(Dataset excerpt)
<<<<
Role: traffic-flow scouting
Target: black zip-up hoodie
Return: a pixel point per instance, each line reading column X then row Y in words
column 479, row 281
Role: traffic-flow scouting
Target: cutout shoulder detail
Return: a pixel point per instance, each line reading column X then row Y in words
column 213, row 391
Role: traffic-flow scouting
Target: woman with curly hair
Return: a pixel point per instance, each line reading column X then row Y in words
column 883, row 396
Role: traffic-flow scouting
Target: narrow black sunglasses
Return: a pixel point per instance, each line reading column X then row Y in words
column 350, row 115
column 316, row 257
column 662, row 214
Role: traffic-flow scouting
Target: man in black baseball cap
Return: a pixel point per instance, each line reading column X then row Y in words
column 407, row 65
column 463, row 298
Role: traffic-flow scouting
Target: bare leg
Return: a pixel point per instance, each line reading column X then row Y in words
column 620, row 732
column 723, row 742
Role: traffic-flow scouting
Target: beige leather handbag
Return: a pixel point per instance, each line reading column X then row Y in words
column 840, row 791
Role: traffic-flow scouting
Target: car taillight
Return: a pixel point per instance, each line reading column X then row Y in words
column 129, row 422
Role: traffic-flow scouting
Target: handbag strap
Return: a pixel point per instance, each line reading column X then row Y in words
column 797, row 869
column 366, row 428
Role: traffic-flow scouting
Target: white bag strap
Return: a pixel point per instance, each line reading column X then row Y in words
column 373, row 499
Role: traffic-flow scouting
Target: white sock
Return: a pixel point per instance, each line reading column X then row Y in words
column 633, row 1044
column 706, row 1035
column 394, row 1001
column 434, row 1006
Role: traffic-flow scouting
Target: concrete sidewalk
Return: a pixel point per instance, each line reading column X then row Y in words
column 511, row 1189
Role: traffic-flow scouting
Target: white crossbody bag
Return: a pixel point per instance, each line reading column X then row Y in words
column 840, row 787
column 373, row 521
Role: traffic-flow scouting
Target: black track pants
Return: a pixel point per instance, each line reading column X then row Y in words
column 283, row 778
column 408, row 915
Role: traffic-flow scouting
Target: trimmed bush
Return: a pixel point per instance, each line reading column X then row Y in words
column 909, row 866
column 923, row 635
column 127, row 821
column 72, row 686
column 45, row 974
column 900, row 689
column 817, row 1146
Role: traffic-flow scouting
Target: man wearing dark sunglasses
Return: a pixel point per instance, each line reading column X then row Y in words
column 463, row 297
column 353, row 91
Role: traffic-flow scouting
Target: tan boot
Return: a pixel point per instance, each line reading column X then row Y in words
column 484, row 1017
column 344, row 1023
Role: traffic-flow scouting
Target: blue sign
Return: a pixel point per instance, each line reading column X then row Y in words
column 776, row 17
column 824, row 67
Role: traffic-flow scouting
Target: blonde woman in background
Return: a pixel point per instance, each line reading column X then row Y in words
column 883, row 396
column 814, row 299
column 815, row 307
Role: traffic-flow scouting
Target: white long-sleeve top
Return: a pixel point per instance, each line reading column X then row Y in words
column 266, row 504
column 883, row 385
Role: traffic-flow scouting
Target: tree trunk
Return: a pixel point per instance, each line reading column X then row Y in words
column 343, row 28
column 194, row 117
>>>>
## Stated goal
Rewrite the lines above with "traffic-flow scouting" changed to "pedestrian survey" everywhere it appears, leaving everything else untouched.

## Written solution
Role: pedestrian survey
Target: black zip-up hoodie
Return: a pixel point per instance, each line reading column X then row Y in words
column 479, row 281
Role: pedestrian survey
Target: cutout shoulder detail
Return: a pixel point per instance, each line reading column X then row Y in words
column 213, row 391
Role: pedestrian survey
Target: woman with curly hair
Return: a pixel point per instance, each line reading column X then row Y in words
column 883, row 396
Role: pedestrian survey
Target: narrow black sunglasses
Return: a pixel point per instance, each line reading column X then row Y in words
column 350, row 115
column 316, row 257
column 662, row 214
Role: pedestrian survey
Target: man in black baseball cap
Return: a pixel point per instance, each line reading column X then row Y in words
column 407, row 65
column 463, row 298
Role: pedestrian survey
Target: bare leg
Return: a pixel point per instance, each line reading column X then row Y in words
column 620, row 732
column 723, row 742
Role: pedestrian survey
Target: beige leather handbag
Return: a pixel point per instance, each line reading column X then row Y in words
column 840, row 791
Role: pedestrian survey
Target: car taillight
Return: a pixel point per instance, each line reading column X then row Y in words
column 129, row 422
Role: pedestrian survey
Target: handbag strap
Return: a pixel point per instance, each line reading column X then row Y in words
column 797, row 869
column 366, row 428
Role: pedestrian survey
Target: white bag strap
Return: a pixel point per instance, each line reading column X then row Y in words
column 373, row 499
Role: pedestrian survey
Target: white sock
Return: a pixel point per instance, each line reading column X then row Y in words
column 633, row 1044
column 706, row 1035
column 394, row 1001
column 434, row 1006
Role: pedestrian survey
Target: concrete sidewalk
Return: a pixel point per instance, each line reading column X then row Y in words
column 511, row 1189
Role: pedestrian survey
Target: white crossbody bag
Return: a pixel point per instance, each line reading column X then row Y in words
column 840, row 787
column 373, row 521
Role: pedestrian survey
Target: black track pants
Return: a pixel point per instance, each line reading column X then row Y in words
column 283, row 778
column 408, row 915
Role: pedestrian survey
Target: trimmed bush
Return: a pixel point per instance, each line reading column X then row Y in words
column 909, row 866
column 923, row 635
column 127, row 821
column 72, row 686
column 45, row 974
column 900, row 689
column 817, row 1146
Role: pedestrian survey
Target: man wearing dark sunglasses
Return: a pixel point per instance, each line reading column X then row Y in words
column 463, row 297
column 353, row 91
Role: pedestrian survey
Target: tan boot
Return: a pixel point per instance, each line reading column X then row Y in words
column 484, row 1017
column 344, row 1023
Role: pedestrian survey
Target: blue sign
Return: a pixel point per instance, each line reading column X then row Y in words
column 776, row 17
column 824, row 67
Role: pedestrian survey
Target: blonde woman in background
Return: a pixel point per instance, each line reading column X then row Y in words
column 883, row 396
column 814, row 299
column 815, row 307
Role: pedestrian survey
Target: white long-sleeve top
Return: a pixel point per instance, each line reading column X then row Y in words
column 266, row 504
column 883, row 385
Role: pedestrian survey
Target: tree trunk
Return: a pixel point per instance, each line reading column X then row Y in words
column 343, row 28
column 194, row 117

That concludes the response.